◆ **Exercise task**
Copy the rows below, substituting "single marker" for each occurrence of "single dot" and leaving everything else unchanged.

— BEGIN Material —

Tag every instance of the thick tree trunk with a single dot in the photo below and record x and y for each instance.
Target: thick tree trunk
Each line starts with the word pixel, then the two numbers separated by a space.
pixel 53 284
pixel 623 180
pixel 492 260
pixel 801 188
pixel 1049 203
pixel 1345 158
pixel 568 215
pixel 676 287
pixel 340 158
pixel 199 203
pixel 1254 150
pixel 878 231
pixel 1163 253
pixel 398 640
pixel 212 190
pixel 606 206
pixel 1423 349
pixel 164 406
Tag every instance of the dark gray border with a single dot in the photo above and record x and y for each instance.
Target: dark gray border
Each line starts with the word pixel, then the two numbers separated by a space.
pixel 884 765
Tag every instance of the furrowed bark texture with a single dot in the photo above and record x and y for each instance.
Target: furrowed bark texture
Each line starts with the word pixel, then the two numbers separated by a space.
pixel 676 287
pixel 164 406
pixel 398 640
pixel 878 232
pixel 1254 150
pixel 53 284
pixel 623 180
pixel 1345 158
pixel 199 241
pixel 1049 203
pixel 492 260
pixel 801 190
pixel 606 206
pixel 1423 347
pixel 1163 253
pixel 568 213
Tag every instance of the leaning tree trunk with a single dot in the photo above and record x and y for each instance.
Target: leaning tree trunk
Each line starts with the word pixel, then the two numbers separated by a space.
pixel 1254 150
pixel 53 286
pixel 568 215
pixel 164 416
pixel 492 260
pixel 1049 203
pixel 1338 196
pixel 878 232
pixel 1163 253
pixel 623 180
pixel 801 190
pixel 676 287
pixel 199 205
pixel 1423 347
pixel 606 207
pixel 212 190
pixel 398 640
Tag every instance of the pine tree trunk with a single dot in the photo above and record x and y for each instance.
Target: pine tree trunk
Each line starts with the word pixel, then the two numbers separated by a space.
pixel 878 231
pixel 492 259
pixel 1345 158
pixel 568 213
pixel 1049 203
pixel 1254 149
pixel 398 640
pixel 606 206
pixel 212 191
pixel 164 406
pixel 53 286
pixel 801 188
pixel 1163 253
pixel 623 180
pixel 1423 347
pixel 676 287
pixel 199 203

— END Material —

◆ **Full answer**
Tag every instance of the thick tree trunk with a single marker in the photo below and record x and y for each instance.
Target: thick tree trunk
Each line starts with the word pixel, then the two numbers separated by a space.
pixel 53 284
pixel 623 180
pixel 492 260
pixel 801 188
pixel 1049 203
pixel 1345 158
pixel 568 215
pixel 676 287
pixel 340 158
pixel 199 203
pixel 1254 150
pixel 878 231
pixel 1163 253
pixel 398 640
pixel 212 190
pixel 606 206
pixel 1423 349
pixel 164 406
Tag every instance of the dark gray border with a single marker in the photo above and record x and y for each instance.
Target: dark gray border
Each line starts with the word pixel, then the two numbers separated by a space.
pixel 884 765
Tag every instance of the furrowed bark texture with a single marker in the photo above and record x and y for each instance.
Target: furrowed bark texture
Each line starts with the word pixel, then the two numbers separated by a space.
pixel 676 287
pixel 164 406
pixel 398 640
pixel 878 232
pixel 1254 150
pixel 53 284
pixel 623 180
pixel 1345 158
pixel 199 241
pixel 1049 203
pixel 492 260
pixel 801 190
pixel 606 206
pixel 1423 347
pixel 1163 253
pixel 568 213
Tag every instance of the leaning tree trunk with a single marker in the photo above and record x and y for each instance.
Target: leaning tree trunk
Each line starts with the word pixel, then the two numbers separated by a space.
pixel 1254 150
pixel 53 286
pixel 568 215
pixel 164 416
pixel 492 260
pixel 1049 203
pixel 1338 196
pixel 878 232
pixel 1163 253
pixel 623 180
pixel 801 190
pixel 676 287
pixel 199 205
pixel 1423 347
pixel 606 207
pixel 212 190
pixel 398 640
Tag every instance of the pine tree trunk with a single marker in the photo above and record x and y for each instance.
Target: pine tree trunk
Each line starts with the word pixel, then the two numbers separated by a space.
pixel 878 231
pixel 492 259
pixel 1345 158
pixel 568 213
pixel 1049 203
pixel 1254 149
pixel 398 640
pixel 606 206
pixel 212 191
pixel 164 406
pixel 53 286
pixel 801 188
pixel 1163 253
pixel 623 180
pixel 1423 347
pixel 676 287
pixel 199 203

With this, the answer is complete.